* **Required tasks**:
(a) Using the surf-combo thread, decide whether each statement agrees with it: (i) River recommends a Carolina Cast Pro 10' rod paired with an Akios 5000 series reel; (ii) River regards that rod and reel as a beginner's setup; (iii) flathead judges River's suggestion worth its higher cost. Answer yes or no for each, and quote the deciding words.
(b) Retype the part of the surf-combo thread that starts at the words "## flathead (Dec" and ends after "(Apr 23, 2000)".
(Beginning of Text)
# Rod and Reel recommendation Newbie surf combo



## Noreaster (Jun 16, 2004)

Looking for some advise from the pros
Question on a recommended baitcasting setup for entry level bait fishing from the surf. 
Something that will be used for chunking for stripers AKA Rockfish and puppy drum but still have a sweet tip for pompano.

In the Virginia area the combo that was pretty popular on the threads was a 10-11' Tica paired with a Daiwa SL20 
I had one in my hands and it seemed comfortable; Just wanted to know if there was something else better out there for the price? 

Thanks in advance for all your help

Noreaster


----------



## River (Sep 30, 2006)

Not a pro ... But I have stayed at a Holiday Inn express on numerous occasions, .... I would definitely suggest the Carolina Cast pro 10' 1- 4 with a Akios 5000 series reel of your choice, I don't consider it a beginner's setup .... And it'll definitely handle Pompano thru Stripers ....


----------



## flathead (Dec 18, 2003)

> recommended baitcasting setup for entry level bait fishing from the surf.


What this means to me is you want something that's inexpensive, but that will do the job, for starters. The set up you mentioned fits that bill just fine and there's not much out there any better " for the price ", especially if you want to go conventional. What River suggests is a couple steps up the ladder both in money and performance........and worth it.


----------



## Fishman (Apr 23, 2000)

^^what he said


----------
(End of Text)
(Beginning of Material provided)
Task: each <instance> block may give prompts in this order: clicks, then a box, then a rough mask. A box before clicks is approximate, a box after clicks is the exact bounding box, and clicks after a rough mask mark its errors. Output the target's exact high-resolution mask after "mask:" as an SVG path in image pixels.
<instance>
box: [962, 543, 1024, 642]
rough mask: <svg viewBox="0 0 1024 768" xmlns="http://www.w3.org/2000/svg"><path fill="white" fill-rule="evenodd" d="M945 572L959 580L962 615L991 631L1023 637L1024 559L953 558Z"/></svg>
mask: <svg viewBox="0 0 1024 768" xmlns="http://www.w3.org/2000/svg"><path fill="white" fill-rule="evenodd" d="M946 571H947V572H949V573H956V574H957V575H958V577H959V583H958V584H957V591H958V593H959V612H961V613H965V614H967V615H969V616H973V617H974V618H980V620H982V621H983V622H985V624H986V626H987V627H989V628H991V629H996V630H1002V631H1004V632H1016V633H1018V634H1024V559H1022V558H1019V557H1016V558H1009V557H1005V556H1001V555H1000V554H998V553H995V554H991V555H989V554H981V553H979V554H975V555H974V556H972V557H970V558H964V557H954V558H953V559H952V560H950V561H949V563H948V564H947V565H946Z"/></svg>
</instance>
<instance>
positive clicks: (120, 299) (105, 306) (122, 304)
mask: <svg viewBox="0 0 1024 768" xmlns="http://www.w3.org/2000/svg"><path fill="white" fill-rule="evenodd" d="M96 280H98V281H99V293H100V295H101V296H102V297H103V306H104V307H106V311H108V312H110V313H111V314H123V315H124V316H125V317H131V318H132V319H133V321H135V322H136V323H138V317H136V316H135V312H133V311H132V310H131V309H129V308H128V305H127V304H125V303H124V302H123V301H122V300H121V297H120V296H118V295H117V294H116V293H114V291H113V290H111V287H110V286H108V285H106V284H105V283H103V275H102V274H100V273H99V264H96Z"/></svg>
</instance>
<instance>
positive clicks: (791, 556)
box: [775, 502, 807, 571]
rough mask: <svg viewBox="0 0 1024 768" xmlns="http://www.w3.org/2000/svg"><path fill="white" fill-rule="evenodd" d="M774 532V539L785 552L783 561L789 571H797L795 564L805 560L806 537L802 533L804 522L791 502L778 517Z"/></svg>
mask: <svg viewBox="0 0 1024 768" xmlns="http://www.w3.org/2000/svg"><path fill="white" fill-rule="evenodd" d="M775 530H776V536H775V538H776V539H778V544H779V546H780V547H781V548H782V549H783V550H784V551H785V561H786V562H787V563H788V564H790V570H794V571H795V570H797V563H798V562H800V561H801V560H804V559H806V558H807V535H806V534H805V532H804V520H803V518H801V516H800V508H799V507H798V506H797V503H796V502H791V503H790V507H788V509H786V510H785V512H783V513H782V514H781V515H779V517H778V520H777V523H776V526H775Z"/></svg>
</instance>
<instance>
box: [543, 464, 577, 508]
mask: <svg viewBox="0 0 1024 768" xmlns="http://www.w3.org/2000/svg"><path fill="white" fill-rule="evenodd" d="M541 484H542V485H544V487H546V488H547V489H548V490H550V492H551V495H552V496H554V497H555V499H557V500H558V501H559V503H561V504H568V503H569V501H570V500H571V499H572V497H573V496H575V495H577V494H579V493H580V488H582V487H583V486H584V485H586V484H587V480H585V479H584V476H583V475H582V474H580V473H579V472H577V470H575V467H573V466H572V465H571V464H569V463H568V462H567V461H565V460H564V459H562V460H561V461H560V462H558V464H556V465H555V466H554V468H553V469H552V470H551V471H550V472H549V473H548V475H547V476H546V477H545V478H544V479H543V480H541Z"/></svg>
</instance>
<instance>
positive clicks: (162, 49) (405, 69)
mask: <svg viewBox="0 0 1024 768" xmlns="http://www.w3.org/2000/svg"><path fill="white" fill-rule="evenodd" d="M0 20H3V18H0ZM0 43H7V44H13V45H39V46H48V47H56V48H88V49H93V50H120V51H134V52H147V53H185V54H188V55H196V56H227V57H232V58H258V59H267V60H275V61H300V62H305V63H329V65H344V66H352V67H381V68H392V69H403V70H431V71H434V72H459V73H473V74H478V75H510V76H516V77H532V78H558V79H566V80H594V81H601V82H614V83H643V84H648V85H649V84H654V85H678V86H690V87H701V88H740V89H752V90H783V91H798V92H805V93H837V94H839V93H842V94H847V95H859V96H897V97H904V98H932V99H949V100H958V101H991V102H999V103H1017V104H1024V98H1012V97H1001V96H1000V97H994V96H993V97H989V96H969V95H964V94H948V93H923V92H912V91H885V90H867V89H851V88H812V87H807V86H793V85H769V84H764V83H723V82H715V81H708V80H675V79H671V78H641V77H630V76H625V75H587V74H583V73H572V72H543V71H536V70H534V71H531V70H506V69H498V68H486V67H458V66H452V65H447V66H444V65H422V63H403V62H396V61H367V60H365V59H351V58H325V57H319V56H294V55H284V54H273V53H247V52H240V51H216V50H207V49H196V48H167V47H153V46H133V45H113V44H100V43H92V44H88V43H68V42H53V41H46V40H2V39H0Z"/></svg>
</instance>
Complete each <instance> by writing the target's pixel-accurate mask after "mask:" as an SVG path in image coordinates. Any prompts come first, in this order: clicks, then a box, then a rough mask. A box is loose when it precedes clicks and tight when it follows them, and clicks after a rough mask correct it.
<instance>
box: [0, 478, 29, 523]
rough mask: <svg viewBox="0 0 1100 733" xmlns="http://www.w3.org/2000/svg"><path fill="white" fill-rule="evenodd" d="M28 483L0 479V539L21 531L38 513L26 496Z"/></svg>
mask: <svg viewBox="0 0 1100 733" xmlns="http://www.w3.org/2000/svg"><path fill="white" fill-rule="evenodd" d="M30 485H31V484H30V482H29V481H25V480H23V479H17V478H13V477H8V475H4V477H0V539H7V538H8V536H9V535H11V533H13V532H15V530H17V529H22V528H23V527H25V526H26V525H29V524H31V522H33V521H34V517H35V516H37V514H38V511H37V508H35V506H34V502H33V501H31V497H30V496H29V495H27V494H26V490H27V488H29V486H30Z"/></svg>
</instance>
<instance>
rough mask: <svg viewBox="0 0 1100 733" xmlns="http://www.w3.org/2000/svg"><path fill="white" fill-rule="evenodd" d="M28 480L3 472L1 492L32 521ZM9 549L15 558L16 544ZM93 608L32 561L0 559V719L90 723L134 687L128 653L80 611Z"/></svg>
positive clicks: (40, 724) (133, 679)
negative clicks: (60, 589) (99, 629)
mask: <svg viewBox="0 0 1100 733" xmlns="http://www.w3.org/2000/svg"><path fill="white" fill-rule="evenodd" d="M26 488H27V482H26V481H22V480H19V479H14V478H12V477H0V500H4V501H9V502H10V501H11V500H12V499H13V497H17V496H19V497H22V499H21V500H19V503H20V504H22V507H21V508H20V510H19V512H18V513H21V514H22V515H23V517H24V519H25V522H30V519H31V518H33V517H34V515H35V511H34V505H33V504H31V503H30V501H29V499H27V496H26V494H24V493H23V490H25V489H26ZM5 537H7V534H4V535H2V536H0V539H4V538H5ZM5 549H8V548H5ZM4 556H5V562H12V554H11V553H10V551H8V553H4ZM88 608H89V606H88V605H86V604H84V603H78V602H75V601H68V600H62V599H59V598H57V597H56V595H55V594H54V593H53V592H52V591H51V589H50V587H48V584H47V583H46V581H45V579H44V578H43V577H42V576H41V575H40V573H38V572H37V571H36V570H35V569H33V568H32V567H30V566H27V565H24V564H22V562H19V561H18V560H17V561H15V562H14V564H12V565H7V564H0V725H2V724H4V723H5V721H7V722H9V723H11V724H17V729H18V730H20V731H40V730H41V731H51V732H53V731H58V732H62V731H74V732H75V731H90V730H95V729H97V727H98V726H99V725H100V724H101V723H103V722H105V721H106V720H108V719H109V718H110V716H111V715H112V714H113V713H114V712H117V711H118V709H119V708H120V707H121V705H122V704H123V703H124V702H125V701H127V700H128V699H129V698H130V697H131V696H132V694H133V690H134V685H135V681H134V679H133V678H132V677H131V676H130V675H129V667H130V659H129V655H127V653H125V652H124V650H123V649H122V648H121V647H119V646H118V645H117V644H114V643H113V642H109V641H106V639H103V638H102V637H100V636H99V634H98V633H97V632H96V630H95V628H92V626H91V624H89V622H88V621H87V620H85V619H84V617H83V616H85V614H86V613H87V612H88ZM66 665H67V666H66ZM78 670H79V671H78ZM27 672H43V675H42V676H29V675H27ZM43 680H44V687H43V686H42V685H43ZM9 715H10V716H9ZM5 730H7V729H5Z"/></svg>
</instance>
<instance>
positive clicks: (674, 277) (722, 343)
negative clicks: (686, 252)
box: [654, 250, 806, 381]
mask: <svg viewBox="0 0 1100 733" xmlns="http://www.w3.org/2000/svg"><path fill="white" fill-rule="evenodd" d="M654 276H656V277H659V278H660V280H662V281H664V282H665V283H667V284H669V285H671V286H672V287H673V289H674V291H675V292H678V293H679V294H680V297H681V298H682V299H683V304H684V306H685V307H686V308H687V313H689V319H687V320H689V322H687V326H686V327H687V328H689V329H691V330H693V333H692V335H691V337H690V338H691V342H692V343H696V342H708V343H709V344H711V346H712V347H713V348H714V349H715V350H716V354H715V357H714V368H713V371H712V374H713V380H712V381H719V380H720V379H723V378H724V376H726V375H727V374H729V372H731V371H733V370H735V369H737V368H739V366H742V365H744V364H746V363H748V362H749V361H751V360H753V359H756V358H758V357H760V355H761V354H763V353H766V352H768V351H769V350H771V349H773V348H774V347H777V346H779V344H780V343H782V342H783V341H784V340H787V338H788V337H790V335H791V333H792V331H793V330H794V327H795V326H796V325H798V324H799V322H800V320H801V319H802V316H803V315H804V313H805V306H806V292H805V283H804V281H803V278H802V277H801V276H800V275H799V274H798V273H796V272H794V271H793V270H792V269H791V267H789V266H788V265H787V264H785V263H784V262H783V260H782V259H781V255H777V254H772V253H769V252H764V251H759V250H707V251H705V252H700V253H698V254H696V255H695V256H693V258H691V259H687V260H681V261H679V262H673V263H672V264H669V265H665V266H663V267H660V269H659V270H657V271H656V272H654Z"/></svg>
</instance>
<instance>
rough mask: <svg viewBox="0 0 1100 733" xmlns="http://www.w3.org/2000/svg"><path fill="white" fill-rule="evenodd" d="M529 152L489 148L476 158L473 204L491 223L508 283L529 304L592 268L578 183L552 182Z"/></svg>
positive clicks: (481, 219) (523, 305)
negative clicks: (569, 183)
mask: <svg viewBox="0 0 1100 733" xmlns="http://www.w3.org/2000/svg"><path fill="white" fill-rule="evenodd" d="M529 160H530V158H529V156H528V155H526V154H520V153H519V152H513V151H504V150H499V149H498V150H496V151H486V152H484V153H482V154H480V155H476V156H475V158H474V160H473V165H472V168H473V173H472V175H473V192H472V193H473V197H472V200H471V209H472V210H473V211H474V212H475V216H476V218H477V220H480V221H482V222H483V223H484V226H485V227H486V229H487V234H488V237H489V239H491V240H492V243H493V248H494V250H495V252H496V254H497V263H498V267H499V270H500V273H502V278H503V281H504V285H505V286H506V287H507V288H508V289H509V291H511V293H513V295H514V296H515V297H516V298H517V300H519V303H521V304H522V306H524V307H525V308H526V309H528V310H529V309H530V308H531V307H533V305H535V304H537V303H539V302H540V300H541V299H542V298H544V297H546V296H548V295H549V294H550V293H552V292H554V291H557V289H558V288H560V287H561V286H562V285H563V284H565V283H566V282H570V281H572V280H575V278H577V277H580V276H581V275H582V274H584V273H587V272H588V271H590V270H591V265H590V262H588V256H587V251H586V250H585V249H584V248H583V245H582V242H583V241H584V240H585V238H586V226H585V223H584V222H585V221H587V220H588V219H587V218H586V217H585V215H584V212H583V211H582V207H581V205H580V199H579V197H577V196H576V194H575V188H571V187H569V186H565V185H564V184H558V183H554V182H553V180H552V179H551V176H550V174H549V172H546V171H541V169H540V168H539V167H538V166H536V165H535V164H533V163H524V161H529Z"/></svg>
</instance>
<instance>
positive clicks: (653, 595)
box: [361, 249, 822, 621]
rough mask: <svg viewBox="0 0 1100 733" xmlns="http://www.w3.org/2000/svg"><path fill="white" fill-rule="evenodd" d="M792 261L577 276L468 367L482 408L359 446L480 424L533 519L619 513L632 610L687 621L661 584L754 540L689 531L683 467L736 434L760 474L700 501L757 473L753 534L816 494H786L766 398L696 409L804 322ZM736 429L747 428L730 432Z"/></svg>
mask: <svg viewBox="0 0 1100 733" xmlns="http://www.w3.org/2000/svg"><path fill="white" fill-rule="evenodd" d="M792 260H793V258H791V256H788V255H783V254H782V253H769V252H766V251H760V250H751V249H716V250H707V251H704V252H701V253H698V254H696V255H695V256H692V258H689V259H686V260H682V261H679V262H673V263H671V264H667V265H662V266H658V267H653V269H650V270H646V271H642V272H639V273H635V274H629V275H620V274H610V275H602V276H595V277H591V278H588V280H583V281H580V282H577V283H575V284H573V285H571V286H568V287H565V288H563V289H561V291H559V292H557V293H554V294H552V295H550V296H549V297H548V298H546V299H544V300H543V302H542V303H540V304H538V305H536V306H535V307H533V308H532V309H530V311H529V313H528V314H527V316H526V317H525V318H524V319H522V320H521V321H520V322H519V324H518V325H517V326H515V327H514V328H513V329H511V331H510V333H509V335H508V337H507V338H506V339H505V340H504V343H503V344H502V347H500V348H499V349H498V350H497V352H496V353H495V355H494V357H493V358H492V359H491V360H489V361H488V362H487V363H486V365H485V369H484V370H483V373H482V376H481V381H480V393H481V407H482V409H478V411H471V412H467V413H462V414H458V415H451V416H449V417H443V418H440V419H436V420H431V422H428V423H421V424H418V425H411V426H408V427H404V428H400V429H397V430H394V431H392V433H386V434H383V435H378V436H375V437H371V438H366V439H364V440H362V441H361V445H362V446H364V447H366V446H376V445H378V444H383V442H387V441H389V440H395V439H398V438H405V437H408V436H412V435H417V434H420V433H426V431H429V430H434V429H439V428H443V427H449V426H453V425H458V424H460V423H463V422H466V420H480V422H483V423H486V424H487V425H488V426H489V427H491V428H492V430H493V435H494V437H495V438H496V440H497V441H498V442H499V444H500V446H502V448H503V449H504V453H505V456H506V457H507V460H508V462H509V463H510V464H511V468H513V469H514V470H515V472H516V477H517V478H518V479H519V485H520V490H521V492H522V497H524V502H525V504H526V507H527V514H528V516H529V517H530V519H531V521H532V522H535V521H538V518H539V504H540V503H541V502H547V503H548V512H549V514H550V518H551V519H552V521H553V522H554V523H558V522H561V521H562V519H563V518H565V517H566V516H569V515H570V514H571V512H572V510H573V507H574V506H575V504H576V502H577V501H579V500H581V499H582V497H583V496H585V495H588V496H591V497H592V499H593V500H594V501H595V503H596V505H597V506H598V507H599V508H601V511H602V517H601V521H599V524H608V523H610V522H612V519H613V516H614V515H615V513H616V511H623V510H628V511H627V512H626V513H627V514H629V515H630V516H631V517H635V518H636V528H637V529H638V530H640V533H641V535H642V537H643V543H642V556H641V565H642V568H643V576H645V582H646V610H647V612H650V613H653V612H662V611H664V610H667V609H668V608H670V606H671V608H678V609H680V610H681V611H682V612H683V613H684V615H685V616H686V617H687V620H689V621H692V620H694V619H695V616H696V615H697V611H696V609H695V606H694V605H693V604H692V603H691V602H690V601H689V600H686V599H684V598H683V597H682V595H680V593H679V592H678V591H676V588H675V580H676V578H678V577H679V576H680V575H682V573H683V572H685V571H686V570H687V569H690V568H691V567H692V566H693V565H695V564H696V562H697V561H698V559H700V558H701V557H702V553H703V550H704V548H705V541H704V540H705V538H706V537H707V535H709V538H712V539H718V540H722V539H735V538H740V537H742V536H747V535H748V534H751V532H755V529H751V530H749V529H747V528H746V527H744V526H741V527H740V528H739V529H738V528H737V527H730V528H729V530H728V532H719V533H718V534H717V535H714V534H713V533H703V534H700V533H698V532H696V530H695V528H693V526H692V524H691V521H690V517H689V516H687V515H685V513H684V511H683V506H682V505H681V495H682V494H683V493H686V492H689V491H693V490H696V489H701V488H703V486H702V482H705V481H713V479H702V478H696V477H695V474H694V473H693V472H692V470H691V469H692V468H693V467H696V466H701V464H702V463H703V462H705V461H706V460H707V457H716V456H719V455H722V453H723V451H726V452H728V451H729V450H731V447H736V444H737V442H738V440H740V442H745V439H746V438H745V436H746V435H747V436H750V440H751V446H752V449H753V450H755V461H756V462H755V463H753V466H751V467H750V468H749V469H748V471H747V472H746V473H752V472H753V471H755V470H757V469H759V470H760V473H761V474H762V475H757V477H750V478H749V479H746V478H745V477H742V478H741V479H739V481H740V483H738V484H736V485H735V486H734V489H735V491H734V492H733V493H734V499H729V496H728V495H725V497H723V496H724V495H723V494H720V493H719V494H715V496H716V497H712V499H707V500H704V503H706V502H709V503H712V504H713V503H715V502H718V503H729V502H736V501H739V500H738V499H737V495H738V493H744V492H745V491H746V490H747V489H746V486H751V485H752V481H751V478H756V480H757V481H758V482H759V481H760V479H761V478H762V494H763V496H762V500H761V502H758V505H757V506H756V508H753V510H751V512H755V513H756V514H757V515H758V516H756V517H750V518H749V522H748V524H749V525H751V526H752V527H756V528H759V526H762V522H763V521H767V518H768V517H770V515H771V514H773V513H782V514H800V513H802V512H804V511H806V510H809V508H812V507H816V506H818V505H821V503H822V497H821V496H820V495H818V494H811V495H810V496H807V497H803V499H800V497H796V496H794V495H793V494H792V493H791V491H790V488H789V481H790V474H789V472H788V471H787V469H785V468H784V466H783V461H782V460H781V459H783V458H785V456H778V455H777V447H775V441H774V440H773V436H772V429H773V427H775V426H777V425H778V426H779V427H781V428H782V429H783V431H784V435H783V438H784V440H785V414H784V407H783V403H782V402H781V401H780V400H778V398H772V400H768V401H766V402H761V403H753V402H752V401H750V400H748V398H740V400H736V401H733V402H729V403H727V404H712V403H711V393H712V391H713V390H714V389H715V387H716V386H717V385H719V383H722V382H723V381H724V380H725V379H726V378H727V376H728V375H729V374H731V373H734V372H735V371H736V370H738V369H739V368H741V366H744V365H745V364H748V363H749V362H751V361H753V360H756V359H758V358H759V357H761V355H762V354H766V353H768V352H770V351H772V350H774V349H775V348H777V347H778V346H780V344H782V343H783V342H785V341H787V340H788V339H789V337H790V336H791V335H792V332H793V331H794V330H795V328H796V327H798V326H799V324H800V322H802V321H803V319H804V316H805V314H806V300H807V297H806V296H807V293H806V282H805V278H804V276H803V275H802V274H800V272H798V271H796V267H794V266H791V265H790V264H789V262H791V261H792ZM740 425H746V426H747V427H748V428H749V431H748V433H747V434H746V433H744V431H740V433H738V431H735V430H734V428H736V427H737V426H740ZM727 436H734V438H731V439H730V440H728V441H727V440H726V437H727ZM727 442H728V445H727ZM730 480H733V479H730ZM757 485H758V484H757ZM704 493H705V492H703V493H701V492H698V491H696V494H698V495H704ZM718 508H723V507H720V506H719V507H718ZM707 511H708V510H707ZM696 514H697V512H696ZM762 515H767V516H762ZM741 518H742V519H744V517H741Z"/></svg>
(End of Material provided)
* **Completed exercise**:
(a)
(i) Yes: "I would definitely suggest the Carolina Cast pro 10' 1- 4 with a Akios 5000 series reel of your choice"
(ii) No: "I don't consider it a beginner's setup"
(iii) Yes: "What River suggests is a couple steps up the ladder both in money and performance........and worth it."

(b)
## flathead (Dec 18, 2003)

> recommended baitcasting setup for entry level bait fishing from the surf.


What this means to me is you want something that's inexpensive, but that will do the job, for starters. The set up you mentioned fits that bill just fine and there's not much out there any better " for the price ", especially if you want to go conventional. What River suggests is a couple steps up the ladder both in money and performance........and worth it.


----------



## Fishman (Apr 23, 2000)